Nothing but the lines from the one that contains "Task: annotate the potted" through the end of the listing should appear, set down exactly.

[begin Material for this exercise]

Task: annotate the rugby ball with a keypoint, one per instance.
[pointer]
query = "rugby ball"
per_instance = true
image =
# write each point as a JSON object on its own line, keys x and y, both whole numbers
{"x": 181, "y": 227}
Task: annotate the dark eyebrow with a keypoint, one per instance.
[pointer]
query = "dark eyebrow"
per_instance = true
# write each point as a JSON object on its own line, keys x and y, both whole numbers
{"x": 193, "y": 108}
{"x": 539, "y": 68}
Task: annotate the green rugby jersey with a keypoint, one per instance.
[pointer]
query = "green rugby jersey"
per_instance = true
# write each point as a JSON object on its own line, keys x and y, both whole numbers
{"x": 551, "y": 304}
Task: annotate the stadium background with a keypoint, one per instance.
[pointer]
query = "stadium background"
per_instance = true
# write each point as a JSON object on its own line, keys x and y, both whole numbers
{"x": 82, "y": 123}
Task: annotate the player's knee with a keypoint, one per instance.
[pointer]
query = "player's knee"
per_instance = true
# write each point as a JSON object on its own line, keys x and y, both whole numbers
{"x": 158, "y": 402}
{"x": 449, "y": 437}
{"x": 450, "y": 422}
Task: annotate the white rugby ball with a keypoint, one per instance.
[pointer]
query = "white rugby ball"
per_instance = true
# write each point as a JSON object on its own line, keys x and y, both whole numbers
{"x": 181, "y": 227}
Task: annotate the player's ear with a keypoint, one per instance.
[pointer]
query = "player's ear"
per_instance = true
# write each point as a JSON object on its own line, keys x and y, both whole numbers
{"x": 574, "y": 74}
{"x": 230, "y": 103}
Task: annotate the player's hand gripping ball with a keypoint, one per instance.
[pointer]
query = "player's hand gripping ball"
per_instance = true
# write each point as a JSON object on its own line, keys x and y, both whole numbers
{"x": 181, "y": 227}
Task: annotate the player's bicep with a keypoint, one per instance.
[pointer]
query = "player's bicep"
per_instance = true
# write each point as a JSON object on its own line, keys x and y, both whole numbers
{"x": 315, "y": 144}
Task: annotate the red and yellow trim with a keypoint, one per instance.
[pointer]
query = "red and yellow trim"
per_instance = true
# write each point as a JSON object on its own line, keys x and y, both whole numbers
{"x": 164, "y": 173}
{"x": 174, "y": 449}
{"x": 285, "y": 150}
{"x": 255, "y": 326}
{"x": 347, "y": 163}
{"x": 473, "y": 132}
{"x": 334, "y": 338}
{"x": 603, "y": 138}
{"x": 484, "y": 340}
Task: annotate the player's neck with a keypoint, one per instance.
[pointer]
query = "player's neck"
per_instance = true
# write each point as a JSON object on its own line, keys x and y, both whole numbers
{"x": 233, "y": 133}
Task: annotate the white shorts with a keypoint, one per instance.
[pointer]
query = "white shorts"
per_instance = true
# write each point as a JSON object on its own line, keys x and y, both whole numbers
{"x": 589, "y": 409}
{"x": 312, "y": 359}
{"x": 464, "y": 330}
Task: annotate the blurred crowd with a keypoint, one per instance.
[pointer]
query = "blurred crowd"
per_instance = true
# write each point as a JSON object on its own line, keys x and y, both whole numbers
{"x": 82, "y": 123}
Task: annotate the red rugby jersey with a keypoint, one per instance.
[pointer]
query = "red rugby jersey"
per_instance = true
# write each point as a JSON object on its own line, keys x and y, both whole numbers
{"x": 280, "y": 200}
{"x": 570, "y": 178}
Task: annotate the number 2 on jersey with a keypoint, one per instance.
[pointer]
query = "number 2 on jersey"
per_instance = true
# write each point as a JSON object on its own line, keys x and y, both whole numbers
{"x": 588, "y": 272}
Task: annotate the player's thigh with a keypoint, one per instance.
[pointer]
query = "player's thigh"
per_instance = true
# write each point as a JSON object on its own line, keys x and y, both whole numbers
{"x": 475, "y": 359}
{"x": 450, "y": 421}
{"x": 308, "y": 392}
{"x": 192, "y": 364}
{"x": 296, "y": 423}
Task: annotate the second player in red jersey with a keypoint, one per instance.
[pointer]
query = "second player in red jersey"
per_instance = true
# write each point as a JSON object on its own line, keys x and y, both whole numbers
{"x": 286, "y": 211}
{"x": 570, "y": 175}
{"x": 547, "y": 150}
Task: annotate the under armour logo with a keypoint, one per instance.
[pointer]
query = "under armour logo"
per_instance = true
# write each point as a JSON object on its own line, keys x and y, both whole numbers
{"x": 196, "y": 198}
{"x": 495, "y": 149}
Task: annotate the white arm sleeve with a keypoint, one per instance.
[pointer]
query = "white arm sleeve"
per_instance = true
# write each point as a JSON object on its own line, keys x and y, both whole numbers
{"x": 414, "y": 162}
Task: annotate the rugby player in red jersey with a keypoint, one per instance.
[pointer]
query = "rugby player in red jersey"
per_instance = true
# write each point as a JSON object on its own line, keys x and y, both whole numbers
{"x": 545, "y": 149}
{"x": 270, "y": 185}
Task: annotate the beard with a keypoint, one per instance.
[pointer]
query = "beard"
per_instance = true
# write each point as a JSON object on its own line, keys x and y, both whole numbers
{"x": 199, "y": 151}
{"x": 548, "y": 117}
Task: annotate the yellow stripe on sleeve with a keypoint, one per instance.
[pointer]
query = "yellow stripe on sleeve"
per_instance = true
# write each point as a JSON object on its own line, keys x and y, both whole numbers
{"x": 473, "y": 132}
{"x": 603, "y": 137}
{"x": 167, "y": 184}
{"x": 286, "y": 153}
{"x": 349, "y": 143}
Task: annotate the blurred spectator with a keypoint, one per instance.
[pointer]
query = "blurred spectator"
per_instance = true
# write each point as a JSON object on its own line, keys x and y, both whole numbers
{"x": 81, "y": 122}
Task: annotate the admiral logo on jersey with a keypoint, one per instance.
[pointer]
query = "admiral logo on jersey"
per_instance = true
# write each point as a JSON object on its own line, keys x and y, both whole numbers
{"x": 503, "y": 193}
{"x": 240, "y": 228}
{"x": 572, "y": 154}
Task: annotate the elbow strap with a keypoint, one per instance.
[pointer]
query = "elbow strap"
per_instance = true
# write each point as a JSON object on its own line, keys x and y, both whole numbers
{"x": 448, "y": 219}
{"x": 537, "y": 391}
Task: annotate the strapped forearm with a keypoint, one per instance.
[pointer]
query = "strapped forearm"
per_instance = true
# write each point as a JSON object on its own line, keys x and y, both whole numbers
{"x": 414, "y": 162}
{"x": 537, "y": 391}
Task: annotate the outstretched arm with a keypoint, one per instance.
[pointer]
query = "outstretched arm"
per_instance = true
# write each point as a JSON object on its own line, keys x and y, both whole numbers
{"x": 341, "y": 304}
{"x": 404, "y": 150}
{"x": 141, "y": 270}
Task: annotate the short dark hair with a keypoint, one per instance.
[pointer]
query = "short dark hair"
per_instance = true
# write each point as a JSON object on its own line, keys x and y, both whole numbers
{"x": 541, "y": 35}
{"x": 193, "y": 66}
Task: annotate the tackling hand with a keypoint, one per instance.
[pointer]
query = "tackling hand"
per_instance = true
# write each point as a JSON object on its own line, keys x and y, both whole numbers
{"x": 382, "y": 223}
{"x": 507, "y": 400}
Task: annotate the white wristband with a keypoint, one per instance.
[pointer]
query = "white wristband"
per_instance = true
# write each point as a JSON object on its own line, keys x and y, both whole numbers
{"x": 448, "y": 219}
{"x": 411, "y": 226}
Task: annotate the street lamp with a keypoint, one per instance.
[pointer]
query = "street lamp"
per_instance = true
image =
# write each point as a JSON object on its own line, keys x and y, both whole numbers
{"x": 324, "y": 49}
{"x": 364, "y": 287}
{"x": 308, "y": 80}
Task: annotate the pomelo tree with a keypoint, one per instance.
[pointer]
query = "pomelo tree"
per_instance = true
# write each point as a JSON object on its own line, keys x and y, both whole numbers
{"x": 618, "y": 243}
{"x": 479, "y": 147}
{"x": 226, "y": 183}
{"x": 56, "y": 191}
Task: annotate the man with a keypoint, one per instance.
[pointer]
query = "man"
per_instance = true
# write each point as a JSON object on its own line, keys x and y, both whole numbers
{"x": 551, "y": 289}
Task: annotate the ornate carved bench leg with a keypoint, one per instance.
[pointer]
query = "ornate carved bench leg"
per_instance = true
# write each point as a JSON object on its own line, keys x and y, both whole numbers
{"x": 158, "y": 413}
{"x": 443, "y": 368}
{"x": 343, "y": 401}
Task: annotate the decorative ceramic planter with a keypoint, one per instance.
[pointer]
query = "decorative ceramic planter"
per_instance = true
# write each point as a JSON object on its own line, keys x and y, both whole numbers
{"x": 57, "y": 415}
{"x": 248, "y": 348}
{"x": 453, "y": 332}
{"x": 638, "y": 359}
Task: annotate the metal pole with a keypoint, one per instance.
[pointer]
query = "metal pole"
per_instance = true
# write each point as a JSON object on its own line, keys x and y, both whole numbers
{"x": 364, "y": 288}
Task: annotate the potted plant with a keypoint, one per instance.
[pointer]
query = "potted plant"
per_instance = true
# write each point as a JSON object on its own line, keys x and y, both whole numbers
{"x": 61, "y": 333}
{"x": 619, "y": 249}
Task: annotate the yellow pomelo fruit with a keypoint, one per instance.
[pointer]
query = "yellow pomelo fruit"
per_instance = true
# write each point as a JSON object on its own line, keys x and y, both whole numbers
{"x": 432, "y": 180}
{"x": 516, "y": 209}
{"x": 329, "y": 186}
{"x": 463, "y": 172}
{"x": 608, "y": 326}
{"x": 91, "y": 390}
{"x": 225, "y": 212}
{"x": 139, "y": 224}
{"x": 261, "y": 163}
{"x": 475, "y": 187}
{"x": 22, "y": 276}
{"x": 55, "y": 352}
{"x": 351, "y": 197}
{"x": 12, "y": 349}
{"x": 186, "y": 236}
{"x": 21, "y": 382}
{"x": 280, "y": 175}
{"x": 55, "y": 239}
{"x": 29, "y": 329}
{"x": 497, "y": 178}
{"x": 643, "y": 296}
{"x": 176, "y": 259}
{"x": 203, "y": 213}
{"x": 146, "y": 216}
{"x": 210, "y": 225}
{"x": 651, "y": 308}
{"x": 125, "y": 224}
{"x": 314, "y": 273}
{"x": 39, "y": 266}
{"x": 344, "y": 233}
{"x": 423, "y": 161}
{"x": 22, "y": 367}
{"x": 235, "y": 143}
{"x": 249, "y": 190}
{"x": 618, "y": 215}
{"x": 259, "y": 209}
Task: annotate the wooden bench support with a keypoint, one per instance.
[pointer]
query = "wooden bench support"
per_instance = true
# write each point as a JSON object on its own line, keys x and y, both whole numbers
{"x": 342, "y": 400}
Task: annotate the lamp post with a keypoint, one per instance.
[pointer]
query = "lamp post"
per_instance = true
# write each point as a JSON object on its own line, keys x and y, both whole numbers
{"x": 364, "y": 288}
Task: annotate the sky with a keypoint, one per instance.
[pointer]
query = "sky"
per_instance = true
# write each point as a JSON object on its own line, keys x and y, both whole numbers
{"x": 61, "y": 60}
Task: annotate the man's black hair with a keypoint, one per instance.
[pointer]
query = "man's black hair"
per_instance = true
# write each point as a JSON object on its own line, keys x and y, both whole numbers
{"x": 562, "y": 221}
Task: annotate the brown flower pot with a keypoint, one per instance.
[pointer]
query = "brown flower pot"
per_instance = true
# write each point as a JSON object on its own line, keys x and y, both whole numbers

[end Material for this exercise]

## [Task answer]
Task: annotate the potted plant with a keypoint, one per instance.
[pointer]
query = "potted plant"
per_instance = true
# write each point as a JSON object on its own line, keys x and y, both whole numbers
{"x": 61, "y": 333}
{"x": 619, "y": 249}
Task: annotate the yellow pomelo fruit with a keypoint, one per instance.
[pointer]
query = "yellow pomelo fruit"
per_instance = true
# write each point as a JSON object on its own line, keys x and y, both whole numbers
{"x": 432, "y": 180}
{"x": 516, "y": 209}
{"x": 329, "y": 186}
{"x": 463, "y": 172}
{"x": 608, "y": 326}
{"x": 91, "y": 390}
{"x": 225, "y": 212}
{"x": 139, "y": 224}
{"x": 261, "y": 163}
{"x": 475, "y": 187}
{"x": 22, "y": 276}
{"x": 55, "y": 352}
{"x": 351, "y": 197}
{"x": 12, "y": 349}
{"x": 186, "y": 236}
{"x": 21, "y": 382}
{"x": 280, "y": 175}
{"x": 55, "y": 239}
{"x": 29, "y": 329}
{"x": 497, "y": 178}
{"x": 643, "y": 296}
{"x": 176, "y": 259}
{"x": 203, "y": 213}
{"x": 146, "y": 216}
{"x": 210, "y": 225}
{"x": 651, "y": 308}
{"x": 125, "y": 224}
{"x": 314, "y": 273}
{"x": 39, "y": 266}
{"x": 344, "y": 233}
{"x": 423, "y": 161}
{"x": 22, "y": 367}
{"x": 235, "y": 143}
{"x": 249, "y": 190}
{"x": 618, "y": 215}
{"x": 259, "y": 209}
Task: annotate the wooden bench support with a keypoint, one per instance.
[pointer]
query = "wooden bench support"
per_instance = true
# write each point as a JSON object on its own line, keys x and y, both whole numbers
{"x": 342, "y": 400}
Task: annotate the lamp post with a keypoint, one per instance.
[pointer]
query = "lamp post"
per_instance = true
# write each point as a JSON object on its own line, keys x and y, both whole numbers
{"x": 364, "y": 288}
Task: annotate the sky with a keypoint, one per instance.
[pointer]
query = "sky"
per_instance = true
# write each point as a JSON object on its own line, keys x and y, both whole numbers
{"x": 61, "y": 60}
Task: annotate the man's black hair with a keypoint, one per instance.
[pointer]
query = "man's black hair"
per_instance = true
# write each point as a JSON object on its own line, keys x and y, both whole numbers
{"x": 562, "y": 221}
Task: annotate the brown flower pot with a keypoint, one per instance.
[pointer]
query = "brown flower pot"
per_instance = true
# write each point as a JSON object on its own line, keys x and y, both whole numbers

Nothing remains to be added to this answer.